■ **WORK INSTRUCTION**:
With every picture left out, give the data below back exactly.

■ **EXCERPTED RECORDS**:
☆ ☆ ☆ ☆ ☆

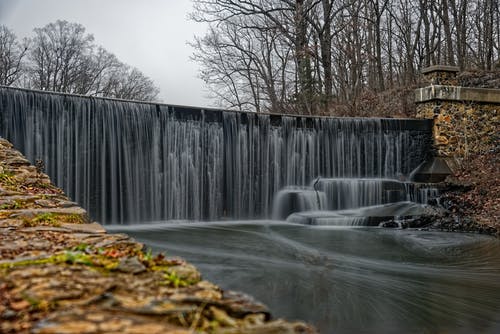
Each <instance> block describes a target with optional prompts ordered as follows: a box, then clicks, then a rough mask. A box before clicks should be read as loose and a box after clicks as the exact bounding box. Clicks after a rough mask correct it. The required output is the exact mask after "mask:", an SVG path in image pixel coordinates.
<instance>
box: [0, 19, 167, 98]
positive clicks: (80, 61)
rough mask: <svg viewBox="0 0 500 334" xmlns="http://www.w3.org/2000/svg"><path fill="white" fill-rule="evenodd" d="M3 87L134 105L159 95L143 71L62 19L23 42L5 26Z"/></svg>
mask: <svg viewBox="0 0 500 334" xmlns="http://www.w3.org/2000/svg"><path fill="white" fill-rule="evenodd" d="M0 85H3V86H16V87H22V88H29V89H38V90H48V91H56V92H64V93H72V94H80V95H89V96H101V97H113V98H121V99H131V100H155V99H156V98H157V95H158V93H159V89H158V88H157V87H156V86H155V84H154V83H153V81H152V80H151V79H150V78H148V77H147V76H145V75H144V74H143V73H142V72H141V71H139V70H138V69H137V68H134V67H131V66H129V65H127V64H124V63H123V62H121V61H120V60H119V59H118V58H117V57H116V56H115V55H113V54H112V53H110V52H109V51H107V50H106V49H104V48H103V47H102V46H99V45H96V43H95V42H94V37H93V36H92V35H91V34H88V33H86V31H85V27H84V26H83V25H81V24H77V23H70V22H68V21H63V20H58V21H56V22H53V23H49V24H47V25H45V26H44V27H41V28H35V29H34V31H33V35H32V36H31V37H29V38H25V39H23V40H19V39H18V38H17V36H16V35H15V34H14V33H13V31H12V30H10V29H9V28H8V27H6V26H3V25H0Z"/></svg>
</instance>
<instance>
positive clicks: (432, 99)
mask: <svg viewBox="0 0 500 334" xmlns="http://www.w3.org/2000/svg"><path fill="white" fill-rule="evenodd" d="M435 100H442V101H458V102H463V101H470V102H481V103H493V104H500V89H493V88H470V87H458V86H446V85H433V86H428V87H424V88H419V89H417V90H415V102H416V103H423V102H428V101H435Z"/></svg>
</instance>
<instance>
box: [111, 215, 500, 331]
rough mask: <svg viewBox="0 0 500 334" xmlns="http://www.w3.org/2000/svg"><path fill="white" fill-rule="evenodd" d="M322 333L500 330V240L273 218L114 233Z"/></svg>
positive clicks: (140, 228) (470, 330) (113, 229)
mask: <svg viewBox="0 0 500 334" xmlns="http://www.w3.org/2000/svg"><path fill="white" fill-rule="evenodd" d="M108 228H109V229H110V230H111V231H114V232H115V231H121V232H126V233H128V234H130V235H132V236H133V237H135V238H136V239H137V240H138V241H141V242H144V243H145V244H146V245H149V246H151V247H152V248H153V249H155V250H157V251H166V252H167V254H170V255H178V256H182V257H184V258H186V259H188V260H189V261H190V262H192V263H194V264H195V265H196V266H197V267H198V268H199V269H200V270H201V272H202V273H203V276H204V278H206V279H209V280H211V281H213V282H215V283H217V284H219V285H220V286H222V287H223V288H226V289H233V290H239V291H243V292H247V293H249V294H251V295H252V296H254V297H256V298H257V299H258V300H260V301H262V302H264V303H265V304H267V305H268V306H269V307H270V309H271V310H272V311H273V314H274V315H275V316H277V317H286V318H287V319H301V320H305V321H308V322H310V323H312V324H314V325H315V326H317V327H318V328H319V329H320V330H321V332H322V333H500V241H499V240H498V239H495V238H492V237H486V236H480V235H471V234H457V233H443V232H425V231H416V230H389V229H381V228H366V227H364V228H352V227H351V228H348V227H332V226H304V225H298V224H297V225H296V224H287V223H284V222H276V221H274V222H273V221H260V222H256V221H254V222H250V221H247V222H241V221H240V222H225V223H177V224H172V223H169V224H163V223H160V224H154V225H153V224H151V225H143V224H141V225H132V226H108Z"/></svg>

☆ ☆ ☆ ☆ ☆

■ **TASK ANSWER**:
Each <instance> block describes a target with optional prompts ordered as follows: a box, then clicks, then a rough mask. A box before clicks should be read as loose and a box after clicks as the exact bounding box. Clicks after a rough mask correct it. The required output is the exact mask after "mask:", an SVG path in image pixel coordinates.
<instance>
box: [0, 19, 167, 98]
positive clicks: (80, 61)
rough mask: <svg viewBox="0 0 500 334" xmlns="http://www.w3.org/2000/svg"><path fill="white" fill-rule="evenodd" d="M3 87L134 105L159 95L143 71L62 19L23 42L5 26Z"/></svg>
mask: <svg viewBox="0 0 500 334" xmlns="http://www.w3.org/2000/svg"><path fill="white" fill-rule="evenodd" d="M0 85H3V86H16V87H22V88H29V89H38V90H48V91H56V92H64V93H72V94H80V95H89V96H101V97H113V98H121V99H131V100H155V99H156V98H157V95H158V93H159V89H158V88H157V87H156V86H155V84H154V83H153V81H152V80H151V79H150V78H148V77H147V76H145V75H144V74H143V73H142V72H141V71H139V70H138V69H137V68H134V67H131V66H129V65H127V64H124V63H123V62H121V61H120V60H119V59H118V58H117V57H116V56H115V55H113V54H112V53H110V52H109V51H107V50H106V49H104V48H103V47H102V46H99V45H96V43H95V42H94V37H93V36H92V35H91V34H88V33H86V31H85V27H84V26H83V25H81V24H77V23H70V22H68V21H63V20H58V21H56V22H53V23H49V24H47V25H45V26H44V27H41V28H35V29H34V31H33V35H32V36H31V37H29V38H25V39H23V40H19V39H18V38H17V36H16V35H15V34H14V33H13V31H12V30H10V29H9V28H8V27H6V26H3V25H0Z"/></svg>
</instance>
<instance>
positive clicks: (432, 99)
mask: <svg viewBox="0 0 500 334" xmlns="http://www.w3.org/2000/svg"><path fill="white" fill-rule="evenodd" d="M435 100H442V101H458V102H463V101H470V102H481V103H493V104H500V89H493V88H470V87H458V86H446V85H433V86H428V87H424V88H419V89H417V90H415V102H416V103H423V102H428V101H435Z"/></svg>
</instance>
<instance>
box: [111, 215, 500, 331]
rough mask: <svg viewBox="0 0 500 334" xmlns="http://www.w3.org/2000/svg"><path fill="white" fill-rule="evenodd" d="M322 333L500 330V240L273 218L114 233Z"/></svg>
positive clicks: (140, 228) (470, 330) (113, 229)
mask: <svg viewBox="0 0 500 334" xmlns="http://www.w3.org/2000/svg"><path fill="white" fill-rule="evenodd" d="M108 228H109V229H110V230H111V231H114V232H115V231H121V232H126V233H128V234H130V235H132V236H133V237H135V238H136V239H137V240H138V241H141V242H144V243H145V244H146V245H149V246H151V247H152V248H153V249H155V250H157V251H166V252H167V254H170V255H178V256H182V257H184V258H186V259H188V260H189V261H190V262H192V263H194V264H195V265H196V266H197V267H198V268H199V269H200V270H201V272H202V273H203V276H204V278H206V279H209V280H211V281H213V282H215V283H217V284H219V285H220V286H222V287H223V288H226V289H233V290H239V291H243V292H247V293H249V294H251V295H252V296H254V297H256V298H257V299H258V300H260V301H262V302H264V303H265V304H267V305H268V306H269V307H270V309H271V310H272V311H273V314H274V315H275V316H277V317H286V318H287V319H301V320H305V321H308V322H310V323H312V324H314V325H315V326H317V327H318V328H319V329H320V330H321V332H322V333H500V241H499V240H498V239H495V238H492V237H486V236H480V235H471V234H457V233H443V232H425V231H416V230H389V229H381V228H366V227H364V228H352V227H351V228H348V227H332V226H304V225H298V224H297V225H296V224H287V223H284V222H276V221H274V222H273V221H260V222H256V221H254V222H250V221H247V222H241V221H240V222H225V223H177V224H172V223H169V224H163V223H160V224H154V225H153V224H151V225H143V224H141V225H132V226H108Z"/></svg>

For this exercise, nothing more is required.